Equation 5: The F-Statistic for Multiple Regression

The lack of a significant relationship here does not prove that symmetry is useless in predicting attractiveness. There are many other possible explanations for this lack including poor features, poor data, or even random variation. Regardless, the lack of strong relationships in the above models demonstrates the notion that there are many aspects to facial attractiveness. Relying too heavily on any one aspect can affect model performance. The reality is that real world data is often noisy and full of complex and unintuitive relationships.

Insight: The effects of symmetry and averageness appear overstated.

A multiple regression model is constructed which predicts the attractiveness of a sample given the 40 facial measurement features. This model is subsequently analyzed to gain insight about facial features which affect attractiveness. In order to fairly compare the effects of each variable, each measurement is first standardized. If this is not performed, then measurements with larger values may appear to be weighted less heavily. For example, the measurements for facial width at the cheek are much larger than those for eye height. Thus, each column is centered by subtracting its mean and then scaled by its standard deviation. The result is that each entry is now a t-score for that column.

A baseline model is first constructed for the sake of comparison. The baseline model always predicts the mean standardized attractiveness: 0. The baseline model achieves a root mean squared error (RMSE) of 0.77. The formula the RMSE is shown in Equation 6.

\[\displaylines{L(\mathbf{Y}, \mathbf{\hat{Y}})=\frac{\lVert \mathbf{Y} - \mathbf{\hat{Y}} \rVert}{\sqrt{n}}}\]

Equation 6: The Root Mean Squared Error

Cross-validation is used to further access the performance of the model. Figure 5 shows a depiction of a train/test cross-validation split on a hypothetical dataset of 100 samples.

Figure 5: Cross-Validation Split

In Figure 5, each cell represents an entry in the dataset. By dividing the dataset into training and testing sets, the performance of the model can be evaluated on samples with which it has not been trained. This validation is needed to ensure the model is not simply memorizing the target values and has the ability generalize. When performing both standardization and cross-validation, care must be taken to prevent data leakage. Data leakage is providing your model with information about the cross-validation data. To avoid this, the column means and standard deviations must only be computed on the training data.

Data excerpts
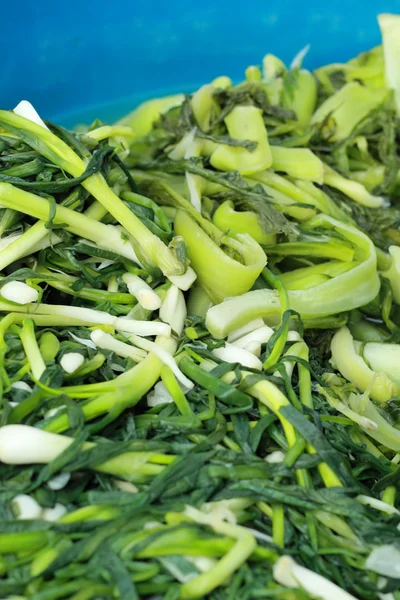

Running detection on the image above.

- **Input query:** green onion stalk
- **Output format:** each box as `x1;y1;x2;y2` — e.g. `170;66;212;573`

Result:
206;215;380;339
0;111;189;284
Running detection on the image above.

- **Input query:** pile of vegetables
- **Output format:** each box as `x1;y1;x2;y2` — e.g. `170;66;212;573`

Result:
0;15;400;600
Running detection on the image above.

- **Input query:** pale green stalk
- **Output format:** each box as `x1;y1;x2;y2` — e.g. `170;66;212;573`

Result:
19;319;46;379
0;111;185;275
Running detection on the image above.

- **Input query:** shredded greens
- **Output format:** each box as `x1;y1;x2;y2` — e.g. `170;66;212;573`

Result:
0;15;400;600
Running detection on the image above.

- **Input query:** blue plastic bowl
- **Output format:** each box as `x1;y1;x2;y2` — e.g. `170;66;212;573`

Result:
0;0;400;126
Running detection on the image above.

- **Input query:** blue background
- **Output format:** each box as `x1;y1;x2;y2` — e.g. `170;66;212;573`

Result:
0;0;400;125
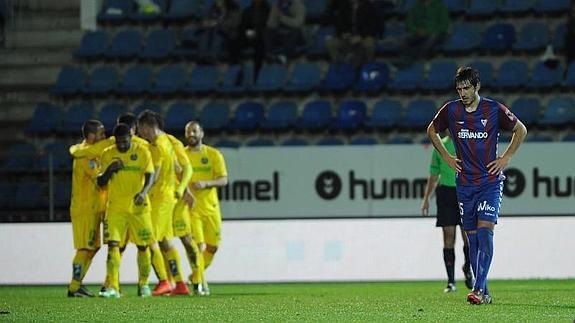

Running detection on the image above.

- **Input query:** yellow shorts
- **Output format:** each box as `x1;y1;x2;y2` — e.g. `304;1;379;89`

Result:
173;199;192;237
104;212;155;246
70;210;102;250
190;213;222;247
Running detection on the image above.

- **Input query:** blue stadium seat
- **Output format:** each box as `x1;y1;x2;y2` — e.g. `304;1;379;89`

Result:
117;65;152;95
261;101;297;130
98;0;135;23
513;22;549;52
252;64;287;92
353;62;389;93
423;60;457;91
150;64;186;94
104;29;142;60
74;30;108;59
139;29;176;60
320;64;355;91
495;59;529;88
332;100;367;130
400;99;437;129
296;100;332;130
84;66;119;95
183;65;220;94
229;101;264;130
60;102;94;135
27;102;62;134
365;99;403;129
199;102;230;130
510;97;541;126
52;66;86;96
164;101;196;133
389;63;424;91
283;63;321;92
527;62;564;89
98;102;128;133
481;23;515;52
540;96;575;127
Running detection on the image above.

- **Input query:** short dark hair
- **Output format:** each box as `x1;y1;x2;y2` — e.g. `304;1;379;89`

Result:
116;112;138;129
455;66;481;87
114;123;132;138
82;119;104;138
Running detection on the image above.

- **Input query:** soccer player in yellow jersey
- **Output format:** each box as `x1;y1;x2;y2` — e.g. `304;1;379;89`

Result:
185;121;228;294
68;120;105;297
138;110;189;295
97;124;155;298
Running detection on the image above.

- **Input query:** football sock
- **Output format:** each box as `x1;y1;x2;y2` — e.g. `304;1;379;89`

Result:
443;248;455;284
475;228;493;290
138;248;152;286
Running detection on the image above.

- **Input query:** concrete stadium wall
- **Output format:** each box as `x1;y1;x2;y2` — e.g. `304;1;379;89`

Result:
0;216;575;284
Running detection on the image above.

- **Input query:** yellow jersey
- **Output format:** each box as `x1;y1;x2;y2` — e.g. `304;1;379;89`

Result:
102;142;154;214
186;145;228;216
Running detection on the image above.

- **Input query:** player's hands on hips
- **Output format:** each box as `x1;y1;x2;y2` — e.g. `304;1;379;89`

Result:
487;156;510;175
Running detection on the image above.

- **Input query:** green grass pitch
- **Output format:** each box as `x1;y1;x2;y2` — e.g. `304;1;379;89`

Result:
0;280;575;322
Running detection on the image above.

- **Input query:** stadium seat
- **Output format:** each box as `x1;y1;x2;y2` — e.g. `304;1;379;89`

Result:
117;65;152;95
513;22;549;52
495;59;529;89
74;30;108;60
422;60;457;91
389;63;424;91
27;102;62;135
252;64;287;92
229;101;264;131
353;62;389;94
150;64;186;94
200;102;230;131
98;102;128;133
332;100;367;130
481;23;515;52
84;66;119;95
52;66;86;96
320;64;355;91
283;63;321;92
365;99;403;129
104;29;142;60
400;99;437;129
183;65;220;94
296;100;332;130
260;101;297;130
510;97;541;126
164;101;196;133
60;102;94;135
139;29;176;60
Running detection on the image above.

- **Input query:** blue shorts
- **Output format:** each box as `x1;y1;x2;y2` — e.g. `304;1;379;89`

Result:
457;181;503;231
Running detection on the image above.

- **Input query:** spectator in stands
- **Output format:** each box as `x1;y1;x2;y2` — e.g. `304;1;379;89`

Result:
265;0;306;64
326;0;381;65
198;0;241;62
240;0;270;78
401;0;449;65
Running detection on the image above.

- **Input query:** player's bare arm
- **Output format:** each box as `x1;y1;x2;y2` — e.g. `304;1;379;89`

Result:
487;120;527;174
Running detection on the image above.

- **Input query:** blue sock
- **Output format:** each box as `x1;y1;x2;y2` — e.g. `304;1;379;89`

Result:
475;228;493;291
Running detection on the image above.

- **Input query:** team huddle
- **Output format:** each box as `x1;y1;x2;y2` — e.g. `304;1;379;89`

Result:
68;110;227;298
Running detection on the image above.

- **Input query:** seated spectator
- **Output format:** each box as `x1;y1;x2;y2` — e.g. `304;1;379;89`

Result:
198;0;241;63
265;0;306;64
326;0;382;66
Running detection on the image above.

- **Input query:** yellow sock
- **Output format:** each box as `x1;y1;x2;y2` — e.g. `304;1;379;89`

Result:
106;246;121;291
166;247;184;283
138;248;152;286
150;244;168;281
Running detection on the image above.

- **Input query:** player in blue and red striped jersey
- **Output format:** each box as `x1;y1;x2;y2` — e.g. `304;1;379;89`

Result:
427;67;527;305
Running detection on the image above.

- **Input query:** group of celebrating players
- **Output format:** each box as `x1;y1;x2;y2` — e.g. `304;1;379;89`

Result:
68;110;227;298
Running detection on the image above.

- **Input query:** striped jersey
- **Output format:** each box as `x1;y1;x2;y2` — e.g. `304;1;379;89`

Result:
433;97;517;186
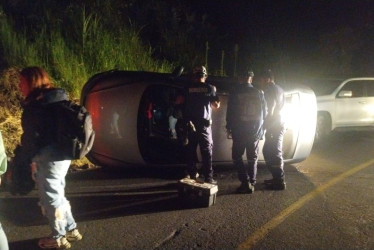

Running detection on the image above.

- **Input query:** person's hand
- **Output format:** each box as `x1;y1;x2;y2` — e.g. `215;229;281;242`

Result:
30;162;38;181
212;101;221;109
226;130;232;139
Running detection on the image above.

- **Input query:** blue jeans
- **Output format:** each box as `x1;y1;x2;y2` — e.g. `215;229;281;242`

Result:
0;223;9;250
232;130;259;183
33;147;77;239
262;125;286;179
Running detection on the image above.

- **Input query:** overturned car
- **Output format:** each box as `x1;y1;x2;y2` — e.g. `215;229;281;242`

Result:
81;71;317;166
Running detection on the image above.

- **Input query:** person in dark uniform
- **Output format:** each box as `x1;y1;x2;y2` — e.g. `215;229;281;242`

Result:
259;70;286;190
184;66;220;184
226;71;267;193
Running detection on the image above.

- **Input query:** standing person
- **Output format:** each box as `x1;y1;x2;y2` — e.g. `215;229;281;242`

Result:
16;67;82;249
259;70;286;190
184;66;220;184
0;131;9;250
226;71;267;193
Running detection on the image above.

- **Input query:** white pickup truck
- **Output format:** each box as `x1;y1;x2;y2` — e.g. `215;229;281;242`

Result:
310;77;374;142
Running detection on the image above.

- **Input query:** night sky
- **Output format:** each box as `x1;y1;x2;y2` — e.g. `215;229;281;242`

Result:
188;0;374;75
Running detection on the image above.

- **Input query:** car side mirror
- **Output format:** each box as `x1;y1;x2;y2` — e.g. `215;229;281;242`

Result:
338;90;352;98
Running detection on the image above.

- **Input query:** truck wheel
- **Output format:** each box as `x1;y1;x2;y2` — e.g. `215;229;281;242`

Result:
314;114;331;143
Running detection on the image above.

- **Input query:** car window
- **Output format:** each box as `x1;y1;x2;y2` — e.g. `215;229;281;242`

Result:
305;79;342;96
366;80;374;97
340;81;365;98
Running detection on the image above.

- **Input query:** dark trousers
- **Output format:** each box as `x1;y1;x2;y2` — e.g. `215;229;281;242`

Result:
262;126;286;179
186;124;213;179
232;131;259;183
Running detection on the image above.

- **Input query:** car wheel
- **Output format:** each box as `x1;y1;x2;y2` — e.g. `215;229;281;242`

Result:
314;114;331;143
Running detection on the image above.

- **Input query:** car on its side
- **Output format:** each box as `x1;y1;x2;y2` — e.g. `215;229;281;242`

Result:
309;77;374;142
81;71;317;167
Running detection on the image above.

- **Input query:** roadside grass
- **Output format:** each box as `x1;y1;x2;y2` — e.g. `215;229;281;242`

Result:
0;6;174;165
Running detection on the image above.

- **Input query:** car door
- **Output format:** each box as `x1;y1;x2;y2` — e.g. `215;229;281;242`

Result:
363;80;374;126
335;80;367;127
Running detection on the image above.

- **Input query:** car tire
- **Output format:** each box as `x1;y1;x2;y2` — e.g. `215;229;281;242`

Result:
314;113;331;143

==

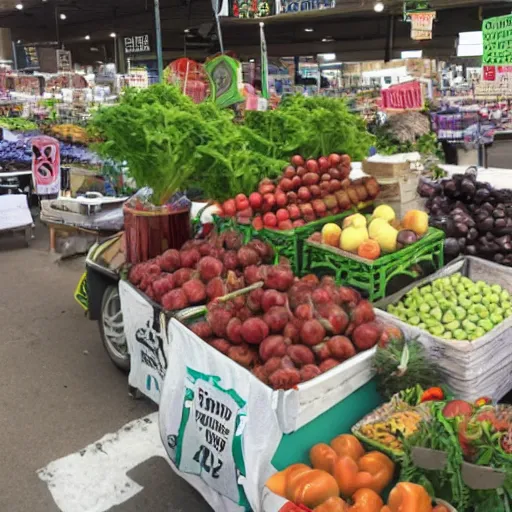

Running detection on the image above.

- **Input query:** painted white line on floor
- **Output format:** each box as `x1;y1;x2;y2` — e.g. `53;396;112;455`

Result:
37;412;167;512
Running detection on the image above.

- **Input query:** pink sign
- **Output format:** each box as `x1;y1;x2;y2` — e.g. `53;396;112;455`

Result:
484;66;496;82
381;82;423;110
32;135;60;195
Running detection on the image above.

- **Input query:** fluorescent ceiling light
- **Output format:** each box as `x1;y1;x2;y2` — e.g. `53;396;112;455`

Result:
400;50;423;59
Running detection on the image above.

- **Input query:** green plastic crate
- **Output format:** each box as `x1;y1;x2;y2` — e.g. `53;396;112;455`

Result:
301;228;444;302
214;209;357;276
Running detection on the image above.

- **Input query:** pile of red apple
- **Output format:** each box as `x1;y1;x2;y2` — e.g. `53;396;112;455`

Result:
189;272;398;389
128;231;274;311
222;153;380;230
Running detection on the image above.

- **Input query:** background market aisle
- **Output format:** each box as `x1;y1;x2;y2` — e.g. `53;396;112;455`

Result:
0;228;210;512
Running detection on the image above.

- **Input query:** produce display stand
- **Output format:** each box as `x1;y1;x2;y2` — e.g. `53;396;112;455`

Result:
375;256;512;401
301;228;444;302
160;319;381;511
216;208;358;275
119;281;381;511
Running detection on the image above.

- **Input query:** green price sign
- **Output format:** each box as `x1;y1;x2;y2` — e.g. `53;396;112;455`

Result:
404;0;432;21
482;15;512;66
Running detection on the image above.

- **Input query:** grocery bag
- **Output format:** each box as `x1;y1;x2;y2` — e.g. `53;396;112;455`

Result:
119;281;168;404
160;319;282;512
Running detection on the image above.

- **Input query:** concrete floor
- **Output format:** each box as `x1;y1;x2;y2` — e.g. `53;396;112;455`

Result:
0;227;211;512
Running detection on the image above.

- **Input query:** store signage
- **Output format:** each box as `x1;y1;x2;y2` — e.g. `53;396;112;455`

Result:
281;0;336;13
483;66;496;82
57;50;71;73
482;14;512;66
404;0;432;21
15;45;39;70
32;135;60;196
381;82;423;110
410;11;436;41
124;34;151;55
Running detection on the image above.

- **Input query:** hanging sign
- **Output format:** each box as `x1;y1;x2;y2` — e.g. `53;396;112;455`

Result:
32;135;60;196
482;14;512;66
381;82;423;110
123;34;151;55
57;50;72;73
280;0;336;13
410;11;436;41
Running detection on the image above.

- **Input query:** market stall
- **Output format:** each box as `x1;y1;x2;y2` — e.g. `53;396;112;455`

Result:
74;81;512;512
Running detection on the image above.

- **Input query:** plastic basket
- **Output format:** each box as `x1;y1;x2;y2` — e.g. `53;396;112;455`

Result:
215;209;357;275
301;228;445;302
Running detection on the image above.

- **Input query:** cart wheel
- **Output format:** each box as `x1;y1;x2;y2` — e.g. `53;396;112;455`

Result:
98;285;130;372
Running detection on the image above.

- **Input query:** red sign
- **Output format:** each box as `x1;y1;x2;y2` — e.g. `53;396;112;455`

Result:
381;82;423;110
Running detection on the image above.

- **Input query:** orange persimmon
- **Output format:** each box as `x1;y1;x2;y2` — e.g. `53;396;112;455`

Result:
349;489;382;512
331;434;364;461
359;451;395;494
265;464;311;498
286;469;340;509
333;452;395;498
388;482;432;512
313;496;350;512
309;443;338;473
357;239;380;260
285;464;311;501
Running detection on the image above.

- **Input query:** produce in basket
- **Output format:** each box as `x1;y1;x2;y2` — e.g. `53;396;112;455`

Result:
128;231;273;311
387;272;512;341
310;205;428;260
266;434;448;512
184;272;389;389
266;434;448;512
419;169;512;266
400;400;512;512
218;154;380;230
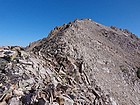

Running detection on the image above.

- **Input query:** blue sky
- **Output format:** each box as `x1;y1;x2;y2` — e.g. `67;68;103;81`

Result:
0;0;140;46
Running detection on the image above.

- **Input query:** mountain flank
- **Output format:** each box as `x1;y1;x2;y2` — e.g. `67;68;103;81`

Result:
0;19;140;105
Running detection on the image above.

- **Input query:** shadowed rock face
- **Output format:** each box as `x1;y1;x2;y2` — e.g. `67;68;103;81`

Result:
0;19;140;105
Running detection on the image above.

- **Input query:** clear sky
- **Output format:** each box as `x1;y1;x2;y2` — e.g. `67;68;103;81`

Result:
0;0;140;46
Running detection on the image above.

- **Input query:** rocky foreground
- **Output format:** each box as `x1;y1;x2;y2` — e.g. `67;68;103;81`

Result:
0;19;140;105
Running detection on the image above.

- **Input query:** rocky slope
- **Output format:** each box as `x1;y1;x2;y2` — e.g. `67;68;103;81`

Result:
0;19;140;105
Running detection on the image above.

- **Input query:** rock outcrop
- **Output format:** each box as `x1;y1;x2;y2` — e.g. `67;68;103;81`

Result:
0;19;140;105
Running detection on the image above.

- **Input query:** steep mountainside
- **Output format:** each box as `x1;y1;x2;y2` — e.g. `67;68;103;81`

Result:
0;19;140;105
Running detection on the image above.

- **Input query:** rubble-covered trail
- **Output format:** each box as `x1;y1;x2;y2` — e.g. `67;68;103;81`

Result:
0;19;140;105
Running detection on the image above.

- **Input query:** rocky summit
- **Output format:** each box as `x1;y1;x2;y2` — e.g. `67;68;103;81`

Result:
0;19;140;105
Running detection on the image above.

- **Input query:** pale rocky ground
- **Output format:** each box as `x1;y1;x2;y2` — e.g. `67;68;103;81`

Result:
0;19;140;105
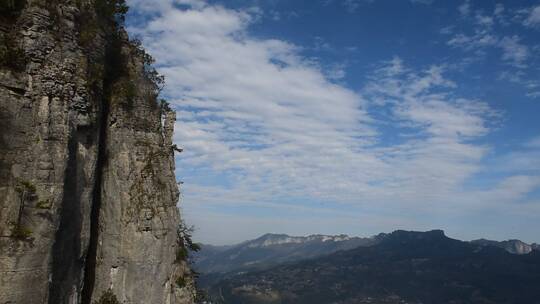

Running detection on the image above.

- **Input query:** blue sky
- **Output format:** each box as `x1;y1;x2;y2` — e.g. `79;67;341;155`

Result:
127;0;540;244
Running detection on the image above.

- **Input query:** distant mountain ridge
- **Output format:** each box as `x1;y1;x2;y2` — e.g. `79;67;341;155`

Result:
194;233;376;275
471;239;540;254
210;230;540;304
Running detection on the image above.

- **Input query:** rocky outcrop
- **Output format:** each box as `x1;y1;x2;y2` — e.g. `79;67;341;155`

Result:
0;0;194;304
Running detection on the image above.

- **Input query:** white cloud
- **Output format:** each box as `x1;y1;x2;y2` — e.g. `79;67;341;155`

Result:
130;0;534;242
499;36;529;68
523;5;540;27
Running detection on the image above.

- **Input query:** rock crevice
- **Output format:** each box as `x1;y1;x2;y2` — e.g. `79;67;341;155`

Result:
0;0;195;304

==

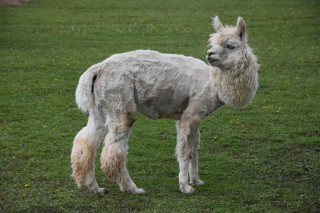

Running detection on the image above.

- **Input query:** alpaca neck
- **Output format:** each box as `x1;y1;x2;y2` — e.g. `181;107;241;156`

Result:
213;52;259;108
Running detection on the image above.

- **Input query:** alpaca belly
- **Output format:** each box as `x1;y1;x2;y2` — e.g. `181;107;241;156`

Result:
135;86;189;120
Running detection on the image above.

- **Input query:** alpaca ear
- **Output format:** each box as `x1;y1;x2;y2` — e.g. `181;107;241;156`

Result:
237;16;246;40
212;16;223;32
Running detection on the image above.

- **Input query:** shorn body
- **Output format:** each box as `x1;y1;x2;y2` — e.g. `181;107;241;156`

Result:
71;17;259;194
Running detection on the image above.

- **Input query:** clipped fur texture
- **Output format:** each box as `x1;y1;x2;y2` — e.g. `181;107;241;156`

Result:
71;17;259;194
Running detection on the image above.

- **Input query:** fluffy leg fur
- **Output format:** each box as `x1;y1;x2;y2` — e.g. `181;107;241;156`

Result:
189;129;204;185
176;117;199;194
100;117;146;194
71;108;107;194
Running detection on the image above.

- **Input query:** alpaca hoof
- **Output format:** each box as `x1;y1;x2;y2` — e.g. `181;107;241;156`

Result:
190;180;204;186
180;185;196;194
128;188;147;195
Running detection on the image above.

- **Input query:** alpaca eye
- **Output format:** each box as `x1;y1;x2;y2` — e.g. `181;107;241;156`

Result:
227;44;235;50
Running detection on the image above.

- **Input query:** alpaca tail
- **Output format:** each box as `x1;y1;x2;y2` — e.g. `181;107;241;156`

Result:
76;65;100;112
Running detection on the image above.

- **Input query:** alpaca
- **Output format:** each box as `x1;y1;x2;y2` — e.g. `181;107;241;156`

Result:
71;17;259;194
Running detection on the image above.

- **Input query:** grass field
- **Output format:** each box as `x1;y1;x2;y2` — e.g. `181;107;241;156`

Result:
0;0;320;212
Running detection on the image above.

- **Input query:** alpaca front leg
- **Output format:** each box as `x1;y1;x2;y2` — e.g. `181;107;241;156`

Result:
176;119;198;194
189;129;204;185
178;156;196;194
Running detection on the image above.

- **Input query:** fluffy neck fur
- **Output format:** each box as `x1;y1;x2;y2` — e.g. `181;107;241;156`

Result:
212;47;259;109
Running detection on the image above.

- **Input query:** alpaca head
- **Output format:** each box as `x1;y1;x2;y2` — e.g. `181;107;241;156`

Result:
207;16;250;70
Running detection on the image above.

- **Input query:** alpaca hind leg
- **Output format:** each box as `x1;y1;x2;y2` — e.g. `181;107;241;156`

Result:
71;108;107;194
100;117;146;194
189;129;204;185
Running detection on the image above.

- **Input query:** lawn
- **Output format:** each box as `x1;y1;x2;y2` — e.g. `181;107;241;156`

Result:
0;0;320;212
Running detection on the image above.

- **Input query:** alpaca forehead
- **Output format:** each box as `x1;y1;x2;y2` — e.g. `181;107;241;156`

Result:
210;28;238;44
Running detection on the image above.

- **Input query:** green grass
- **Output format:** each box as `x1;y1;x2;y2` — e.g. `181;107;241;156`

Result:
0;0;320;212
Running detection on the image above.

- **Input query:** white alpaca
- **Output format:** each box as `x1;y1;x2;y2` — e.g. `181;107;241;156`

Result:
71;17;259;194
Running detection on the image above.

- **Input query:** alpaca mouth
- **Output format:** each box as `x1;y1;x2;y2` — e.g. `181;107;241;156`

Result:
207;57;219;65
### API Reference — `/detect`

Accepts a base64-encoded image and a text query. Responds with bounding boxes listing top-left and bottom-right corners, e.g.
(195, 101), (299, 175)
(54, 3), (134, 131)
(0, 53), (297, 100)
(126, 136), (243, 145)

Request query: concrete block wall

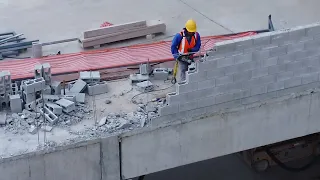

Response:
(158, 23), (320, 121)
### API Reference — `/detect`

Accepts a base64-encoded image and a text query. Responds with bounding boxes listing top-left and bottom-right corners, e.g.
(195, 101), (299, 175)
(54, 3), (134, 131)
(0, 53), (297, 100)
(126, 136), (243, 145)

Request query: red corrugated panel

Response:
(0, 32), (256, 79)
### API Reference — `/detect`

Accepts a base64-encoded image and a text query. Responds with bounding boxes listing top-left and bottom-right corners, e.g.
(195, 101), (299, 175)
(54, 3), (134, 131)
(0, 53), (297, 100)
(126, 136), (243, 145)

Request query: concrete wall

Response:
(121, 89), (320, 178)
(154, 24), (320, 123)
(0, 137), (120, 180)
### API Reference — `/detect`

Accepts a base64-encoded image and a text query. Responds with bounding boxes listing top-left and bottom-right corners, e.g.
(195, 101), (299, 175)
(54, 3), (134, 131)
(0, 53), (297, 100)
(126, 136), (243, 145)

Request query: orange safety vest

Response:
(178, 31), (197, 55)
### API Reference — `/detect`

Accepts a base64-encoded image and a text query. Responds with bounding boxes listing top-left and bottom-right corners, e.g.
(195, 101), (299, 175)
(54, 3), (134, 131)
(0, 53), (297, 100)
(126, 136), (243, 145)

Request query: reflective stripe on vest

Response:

> **Things to do**
1. In the passage on predicting facial attractiveness, what root mean squared error does the baseline model achieve?
2. Repeat everything in the facial attractiveness passage from "The lack of a" down to "and unintuitive relationships.".
3. Write the next part of the passage on modeling facial attractiveness, picking up after its final sentence.

> **Responses by task**
1. The baseline model achieves an RMSE of 0.77.

2.
The lack of a significant relationship here does not prove that symmetry is useless in predicting attractiveness. There are many other possible explanations for this lack including poor features, poor data, or even random variation. Regardless, the lack of strong relationships in the above models demonstrates the notion that there are many aspects to facial attractiveness. Relying too heavily on any one aspect can affect model performance. The reality is that real world data is often noisy and full of complex and unintuitive relationships.

3.
The dataset is repeatedly divided into training and testing sets and then standardized. The model is fit using the training set and then scored using the testing set. Scoring is accomplished by taking the predicted value of the model and comparing it to the real value from the dataset. Performing training and testing 512 times, the average cross-validation loss is 0.691 with a standard deviation of 0.054. An additional model is fit to the entire data set. The target values are plotted against the predictions of this model and the result is shown in Figure 6. The \(\bar{R}^{2}\) of the fit is 0.247.

Figure 6: Scatter Plot of Predictions for Facial Measurement Model

The coefficient vectors of each of the 512 linear regression models are recorded and analyzed. The average and standard deviation for each coefficient value is computed and the results of the top 6 most influential positive and negative features are listed in Table 2.

Positive Feature Weights			Negative Feature Weights
Name	Avg.	Std.	Name	Avg.	Std.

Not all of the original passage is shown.